*Bloco de texto*.
---

Matéria traduzida e adaptada do inglês, publicada pela matriz americana do Epoch Times.
Na noite de 22 de outubro de 1962, o presidente John F. Kennedy fez uma aparição dramática na televisão para anunciar que a União Soviética havia tomado a medida intolerável de instalar mísseis ofensivos em Cuba, a apenas 90 milhas do continente americano. A aparição de Kennedy foi seguida, pouco depois das 20h, pelo primeiro-ministro canadense John Diefenbaker, falando no ambiente tradicional, a Câmara dos Comuns.
Foi um momento angustiante, do qual muitos baby boomers se lembram porque, quando crianças, foram ensinados a se abrigar sob as carteiras da escola quando o bombardeio começou.

---

*Tarefa proposta A*. Segundo o bloco de texto, a quantas milhas do continente americano estavam os mísseis que a União Soviética instalou em Cuba?
*Tarefa proposta B*. Reproduza fielmente o trecho do bloco de texto que começa em "Matéria traduzida e" e segue até "o bombardeio começou.".

*Dados fornecidos*.
---

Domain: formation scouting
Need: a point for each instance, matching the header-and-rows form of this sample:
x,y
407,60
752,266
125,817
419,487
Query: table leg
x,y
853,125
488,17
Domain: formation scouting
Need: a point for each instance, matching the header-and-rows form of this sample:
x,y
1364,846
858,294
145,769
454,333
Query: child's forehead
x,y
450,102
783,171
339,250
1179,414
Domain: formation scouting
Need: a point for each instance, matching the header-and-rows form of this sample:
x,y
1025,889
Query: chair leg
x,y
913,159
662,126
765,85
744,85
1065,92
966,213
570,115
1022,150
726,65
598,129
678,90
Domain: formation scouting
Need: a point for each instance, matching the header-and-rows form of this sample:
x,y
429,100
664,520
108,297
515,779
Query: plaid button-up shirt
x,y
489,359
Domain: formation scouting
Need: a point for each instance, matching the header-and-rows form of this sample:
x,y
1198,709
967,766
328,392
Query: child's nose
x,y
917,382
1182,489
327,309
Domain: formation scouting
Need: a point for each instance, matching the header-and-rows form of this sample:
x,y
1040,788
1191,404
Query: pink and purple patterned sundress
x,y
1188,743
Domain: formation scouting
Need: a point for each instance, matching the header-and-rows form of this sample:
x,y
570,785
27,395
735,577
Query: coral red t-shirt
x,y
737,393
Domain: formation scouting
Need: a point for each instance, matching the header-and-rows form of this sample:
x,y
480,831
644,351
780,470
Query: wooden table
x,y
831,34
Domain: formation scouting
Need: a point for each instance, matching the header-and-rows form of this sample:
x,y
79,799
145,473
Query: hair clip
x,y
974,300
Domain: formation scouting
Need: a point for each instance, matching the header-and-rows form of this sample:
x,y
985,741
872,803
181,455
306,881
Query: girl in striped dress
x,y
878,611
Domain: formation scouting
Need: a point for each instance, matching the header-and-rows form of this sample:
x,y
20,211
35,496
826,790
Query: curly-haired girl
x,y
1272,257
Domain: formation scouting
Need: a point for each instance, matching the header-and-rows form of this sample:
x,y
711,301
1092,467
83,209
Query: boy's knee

---

*Solução escrita A*. A apenas 90 milhas.

*Solução escrita B*.
Matéria traduzida e adaptada do inglês, publicada pela matriz americana do Epoch Times.
Na noite de 22 de outubro de 1962, o presidente John F. Kennedy fez uma aparição dramática na televisão para anunciar que a União Soviética havia tomado a medida intolerável de instalar mísseis ofensivos em Cuba, a apenas 90 milhas do continente americano. A aparição de Kennedy foi seguida, pouco depois das 20h, pelo primeiro-ministro canadense John Diefenbaker, falando no ambiente tradicional, a Câmara dos Comuns.
Foi um momento angustiante, do qual muitos baby boomers se lembram porque, quando crianças, foram ensinados a se abrigar sob as carteiras da escola quando o bombardeio começou.